**Work to complete:** Your task is to repeat all of the material exactly.

——

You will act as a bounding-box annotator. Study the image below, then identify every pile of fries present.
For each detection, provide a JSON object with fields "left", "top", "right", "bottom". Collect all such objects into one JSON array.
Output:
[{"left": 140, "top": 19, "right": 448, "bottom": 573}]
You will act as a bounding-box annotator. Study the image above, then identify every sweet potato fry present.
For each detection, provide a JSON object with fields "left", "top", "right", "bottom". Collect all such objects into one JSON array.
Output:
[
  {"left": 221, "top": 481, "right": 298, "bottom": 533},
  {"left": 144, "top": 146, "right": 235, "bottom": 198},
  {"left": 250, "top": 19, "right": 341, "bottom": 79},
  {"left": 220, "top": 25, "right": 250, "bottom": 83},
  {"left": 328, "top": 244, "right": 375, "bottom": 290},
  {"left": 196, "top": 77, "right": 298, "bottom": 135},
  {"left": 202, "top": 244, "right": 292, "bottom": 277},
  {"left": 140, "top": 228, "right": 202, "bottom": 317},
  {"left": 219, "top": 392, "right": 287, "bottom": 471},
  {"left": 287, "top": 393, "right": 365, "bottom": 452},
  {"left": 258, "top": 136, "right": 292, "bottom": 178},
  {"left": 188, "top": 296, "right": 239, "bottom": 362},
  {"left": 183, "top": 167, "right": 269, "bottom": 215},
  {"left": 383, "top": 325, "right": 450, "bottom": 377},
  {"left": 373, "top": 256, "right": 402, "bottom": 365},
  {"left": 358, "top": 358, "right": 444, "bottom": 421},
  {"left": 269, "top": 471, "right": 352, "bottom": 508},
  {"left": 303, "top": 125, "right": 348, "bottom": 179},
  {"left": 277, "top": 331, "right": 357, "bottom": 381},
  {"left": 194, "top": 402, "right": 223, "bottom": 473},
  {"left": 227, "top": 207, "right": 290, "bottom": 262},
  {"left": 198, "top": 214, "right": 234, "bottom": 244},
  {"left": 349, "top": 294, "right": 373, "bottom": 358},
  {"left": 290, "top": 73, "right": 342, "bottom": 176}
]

——

**Task answer:**
You will act as a bounding-box annotator. Study the image below, then identify every pile of fries present.
For each detection, provide a JSON object with fields "left", "top", "right", "bottom". Collect all such objects into one JSON array.
Output:
[{"left": 140, "top": 19, "right": 448, "bottom": 573}]
You will act as a bounding-box annotator. Study the image above, then identify every sweet potato fry present.
For each detection, provide a JSON object with fields "left", "top", "right", "bottom". Collect all such objects into one JSON array.
Output:
[
  {"left": 221, "top": 481, "right": 298, "bottom": 533},
  {"left": 144, "top": 146, "right": 235, "bottom": 198},
  {"left": 250, "top": 19, "right": 341, "bottom": 79},
  {"left": 220, "top": 25, "right": 250, "bottom": 83},
  {"left": 328, "top": 244, "right": 375, "bottom": 290},
  {"left": 196, "top": 77, "right": 298, "bottom": 135},
  {"left": 202, "top": 244, "right": 292, "bottom": 277},
  {"left": 140, "top": 228, "right": 202, "bottom": 317},
  {"left": 219, "top": 392, "right": 287, "bottom": 471},
  {"left": 287, "top": 393, "right": 365, "bottom": 452},
  {"left": 258, "top": 136, "right": 292, "bottom": 178},
  {"left": 188, "top": 296, "right": 239, "bottom": 362},
  {"left": 183, "top": 167, "right": 269, "bottom": 215},
  {"left": 383, "top": 325, "right": 450, "bottom": 377},
  {"left": 373, "top": 256, "right": 402, "bottom": 365},
  {"left": 358, "top": 358, "right": 444, "bottom": 421},
  {"left": 269, "top": 471, "right": 352, "bottom": 508},
  {"left": 303, "top": 125, "right": 348, "bottom": 179},
  {"left": 277, "top": 331, "right": 357, "bottom": 381},
  {"left": 194, "top": 402, "right": 223, "bottom": 473},
  {"left": 227, "top": 207, "right": 290, "bottom": 262},
  {"left": 198, "top": 214, "right": 234, "bottom": 244},
  {"left": 349, "top": 294, "right": 373, "bottom": 358},
  {"left": 290, "top": 73, "right": 342, "bottom": 176}
]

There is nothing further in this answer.